◆ Extrait de page ◆
::::
Une isotopie nettement perceptible est ici un critère capital. De fait, c’est elle qui donne à la séquence paradoxale, outre sa spécificité, son statut au sein de la grammaire du texte. Par l’axe sémantique qui la sous-tend, elle affirme sans ambages l’originalité du code textuel en élargissant à l’extrême le champ des possibles, ou pour rester sur le terrain de la linguistique, la combinatoire lexicale. Décrire un référent comme simultanément plein et vide ou chaud et froid, c’est en effet s’engager plus loin dans la subversion langagière que d’évoquer une arche aveugle ou, par métaphore, des flocons de sable. Le paradoxe mène à son terme la démarche amorcée dans l’alliance de mots en suspendant expressément un principe fondateur de l’architecture du sens dans le code général : la loi de non-contradiction. À charge pour lui, en se répétant — et en tissant des relations avec le microcontexte —, de proclamer la grammaticalité de son fonctionnement logico-sémantique au regard du code textuel.36

Un autre principe fondamental pour la construction du sens sera trangressé par le paradoxe. Dans la langue, la cohérence sémantique s’exerce notamment au travers de relations univoques : de même qu’un schéma actantiel ne se lit pas dans n’importe quel sens, la causalité voire la transitivité notées A => B n’admettent pas forcément la réciproque. Dans le texte, en revanche, est appliquée une loi spécifique de réversibilité des relations tenues ailleurs pour univoques. Désignons par C => D et E => F deux schémas fonctionnant unilatéralement dans la langue, actualisés par exemple dans La reine commande à ses abeilles et La lumière de l’étoile traverse l’obscurité. À l’inverse du code général, le texte acceptera les suites D => C ou F => E, voire C=> F et E => D si dans le poème ces schémas sont jumelés.
::::
◆ Énoncé de la tâche ◆
Reproduisez mot pour mot l'extrait sur le paradoxe et le code textuel, en entier. Les entrées ci-dessous n'ont aucun lien avec l'extrait.

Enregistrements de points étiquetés
::::
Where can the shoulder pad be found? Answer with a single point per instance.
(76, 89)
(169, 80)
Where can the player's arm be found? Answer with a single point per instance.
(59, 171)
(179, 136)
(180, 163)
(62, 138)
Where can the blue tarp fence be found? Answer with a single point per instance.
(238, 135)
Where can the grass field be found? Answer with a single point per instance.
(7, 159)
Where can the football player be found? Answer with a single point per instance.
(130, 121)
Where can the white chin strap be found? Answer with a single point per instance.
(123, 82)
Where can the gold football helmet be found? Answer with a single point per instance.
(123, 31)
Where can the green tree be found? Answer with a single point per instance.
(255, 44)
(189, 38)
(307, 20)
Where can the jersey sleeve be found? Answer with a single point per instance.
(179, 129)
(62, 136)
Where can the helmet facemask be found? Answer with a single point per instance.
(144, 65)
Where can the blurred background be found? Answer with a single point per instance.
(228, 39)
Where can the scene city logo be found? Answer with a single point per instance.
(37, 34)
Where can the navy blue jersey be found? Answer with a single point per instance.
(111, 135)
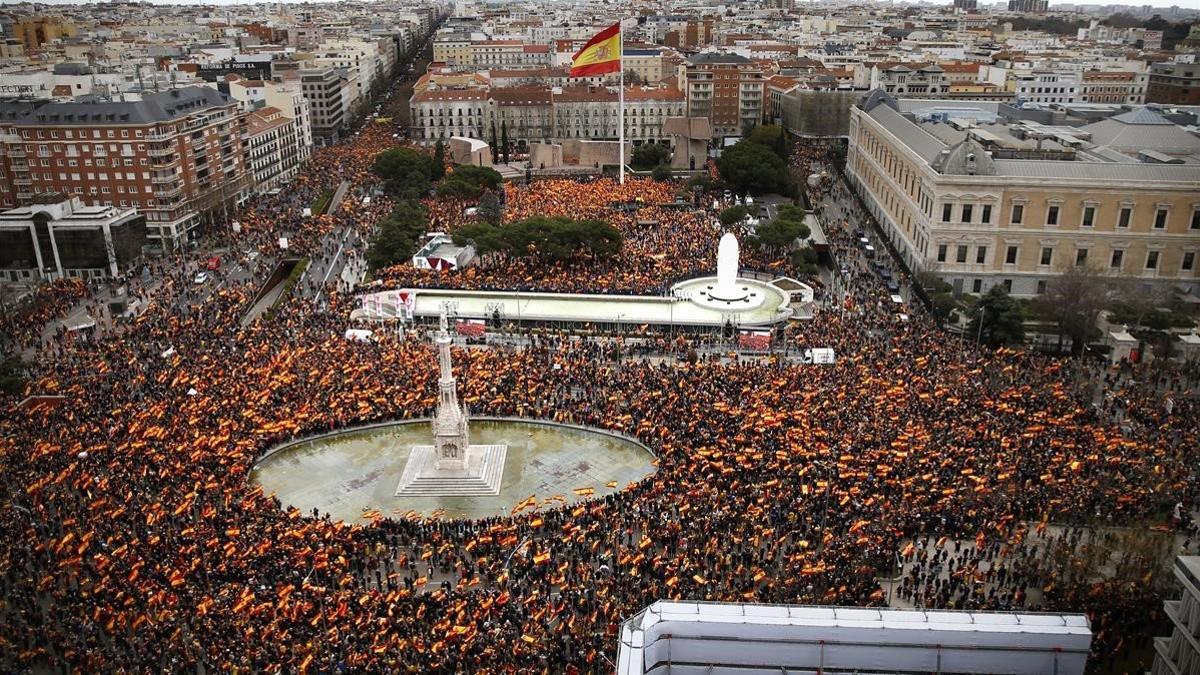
::::
◆ Réponse complète ◆
Une isotopie nettement perceptible est ici un critère capital. De fait, c’est elle qui donne à la séquence paradoxale, outre sa spécificité, son statut au sein de la grammaire du texte. Par l’axe sémantique qui la sous-tend, elle affirme sans ambages l’originalité du code textuel en élargissant à l’extrême le champ des possibles, ou pour rester sur le terrain de la linguistique, la combinatoire lexicale. Décrire un référent comme simultanément plein et vide ou chaud et froid, c’est en effet s’engager plus loin dans la subversion langagière que d’évoquer une arche aveugle ou, par métaphore, des flocons de sable. Le paradoxe mène à son terme la démarche amorcée dans l’alliance de mots en suspendant expressément un principe fondateur de l’architecture du sens dans le code général : la loi de non-contradiction. À charge pour lui, en se répétant — et en tissant des relations avec le microcontexte —, de proclamer la grammaticalité de son fonctionnement logico-sémantique au regard du code textuel.36

Un autre principe fondamental pour la construction du sens sera trangressé par le paradoxe. Dans la langue, la cohérence sémantique s’exerce notamment au travers de relations univoques : de même qu’un schéma actantiel ne se lit pas dans n’importe quel sens, la causalité voire la transitivité notées A => B n’admettent pas forcément la réciproque. Dans le texte, en revanche, est appliquée une loi spécifique de réversibilité des relations tenues ailleurs pour univoques. Désignons par C => D et E => F deux schémas fonctionnant unilatéralement dans la langue, actualisés par exemple dans La reine commande à ses abeilles et La lumière de l’étoile traverse l’obscurité. À l’inverse du code général, le texte acceptera les suites D => C ou F => E, voire C=> F et E => D si dans le poème ces schémas sont jumelés.